BRIEF: Pull from the paper on geologic cross sections in ArcGIS everything from "In this paper, I" down to "the input layers.", and copy it unchanged.

U.S. Geological Survey Open-File Report 2005-1428

Digital Mapping Techniques '05—Workshop Proceedings

Creating and Managing Digital Geologic Cross Sections within ArcGIS

By Evan Thoms

U.S. Geological Survey, 4200 University Ave., Anchorage, AK 99508
Telephone: (907) 786-7409; Fax: (907) 786-7401; e-mail: ethoms@usgs.gov


While geologic maps are now almost always created within a geographic information system (GIS), geologic cross sections still are commonly portrayed and archived as simple un-attributed graphics in either paper form or digital files. Yet, there are several advantages to creating cross sections within the same GIS as the map. Features can be richly attributed and symbolized with the same symbology as in the map, the scale of the cross section can be more closely controlled than in a graphics program, and, once created, it is possible to project the cross section back into the coordinate system of the map with elevation values so that it could be used for 3D analysis or viewing. Furthermore, with the introduction of the Environmental Systems Research Institute (ESRI) geodatabase format, it is possible to store the map and the cross section within the same data container, which simplifies distribution and archiving.

In this paper, I describe a Visual Basic extension to ESRI’s ArcGIS program that takes relevant information from a geologic map—the digital elevation model (DEM), geologic polygon layer, structural point measurements, and borehole information (Figure 1)—and builds a template from which the user can begin to digitize a geologic cross section. A surface profile is interpolated from the DEM, apparent dip is calculated for structural measurements, boreholes are shown as stick columns, and the amount of vertical exaggeration can be controlled. The output data are stored within either ESRI shapefiles or ESRI geodatabase feature classes, depending on the format of the input layers.


Cross section line in map view, above a geology polygon layer with boreholes

Figure 1. Cross section line in map view, above a geology polygon layer with boreholes.



A key concept employed within this extension is that of “linear referencing”, a concept likely to be unfamiliar to most GIS users who have a geology backgrounde, as it was primarily designed to manage transportation systems. There are two intrinsic components to linear referencing. The first is a “route”, that is, a line feature that has been “measured” so that every vertex stores not only the X and Y attributes of its position but also a value, M, related to its distance from the starting point of the line. The second component is a table of point or line “events” that occur along that route. In a transportation-based GIS, a table of point events might represent the locations of bus stops along a bus route, and a table of line events might represent sections of a road network that are under construction. When the table of events is referenced to the route, a new feature class is created without requiring the user to know or calculate the XY coordinates of the new features.

Linear referencing is used in the cross section extension, in three ways. First, the line of cross section on the map is assigned elevation values based on the underlying DEM and then converted into a route so that every vertex stores an X, Y, Z, and M attribute (Figure 2). Next, the extension builds a new line by setting the X value equal to the M and setting the Y value equal to the Z at every vertex (Figure 3). This step “flips” the cross section line on to its side so that it is represented in the vertical plane. The resulting surface profile is drawn so that the X coordinate at the starting point equals 0 and the X coordinate at the ending point equals the length of the line in the units of the map view. It is also a route retaining the M values from the previous step against which events can be referenced.

PROVIDED RECORDS:

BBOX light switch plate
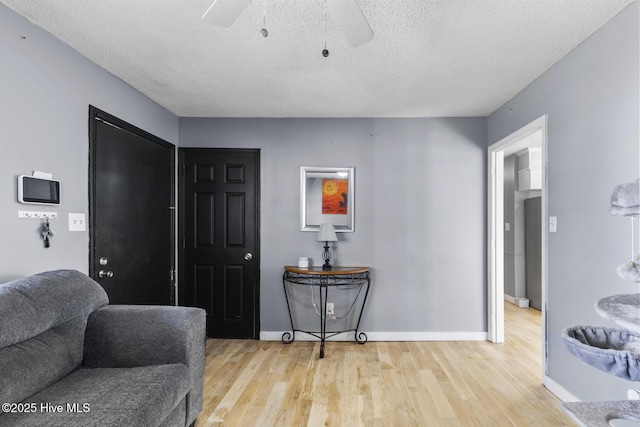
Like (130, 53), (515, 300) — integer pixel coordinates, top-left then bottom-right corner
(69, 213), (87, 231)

* * *

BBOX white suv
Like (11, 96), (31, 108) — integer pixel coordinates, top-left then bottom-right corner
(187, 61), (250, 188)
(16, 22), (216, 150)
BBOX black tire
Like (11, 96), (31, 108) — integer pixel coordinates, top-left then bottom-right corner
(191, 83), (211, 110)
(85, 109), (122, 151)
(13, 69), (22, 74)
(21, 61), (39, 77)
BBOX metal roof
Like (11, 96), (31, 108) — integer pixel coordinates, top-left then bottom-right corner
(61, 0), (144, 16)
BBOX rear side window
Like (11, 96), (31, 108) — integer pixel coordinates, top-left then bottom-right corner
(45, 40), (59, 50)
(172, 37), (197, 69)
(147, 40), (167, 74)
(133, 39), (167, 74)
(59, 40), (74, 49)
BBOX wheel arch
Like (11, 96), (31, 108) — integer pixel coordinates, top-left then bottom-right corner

* * *

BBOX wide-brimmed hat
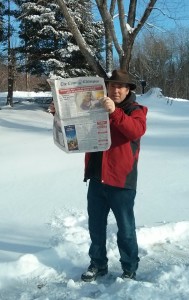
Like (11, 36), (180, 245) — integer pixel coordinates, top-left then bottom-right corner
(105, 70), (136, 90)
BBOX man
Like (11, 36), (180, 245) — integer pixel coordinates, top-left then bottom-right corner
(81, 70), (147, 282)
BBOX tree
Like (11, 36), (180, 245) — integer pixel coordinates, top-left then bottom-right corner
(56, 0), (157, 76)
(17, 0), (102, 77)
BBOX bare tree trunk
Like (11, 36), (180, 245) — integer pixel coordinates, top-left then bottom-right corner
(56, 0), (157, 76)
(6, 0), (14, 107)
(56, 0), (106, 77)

THE RESPONSE:
In this paper, I describe a Visual Basic extension to ESRI’s ArcGIS program that takes relevant information from a geologic map—the digital elevation model (DEM), geologic polygon layer, structural point measurements, and borehole information (Figure 1)—and builds a template from which the user can begin to digitize a geologic cross section. A surface profile is interpolated from the DEM, apparent dip is calculated for structural measurements, boreholes are shown as stick columns, and the amount of vertical exaggeration can be controlled. The output data are stored within either ESRI shapefiles or ESRI geodatabase feature classes, depending on the format of the input layers.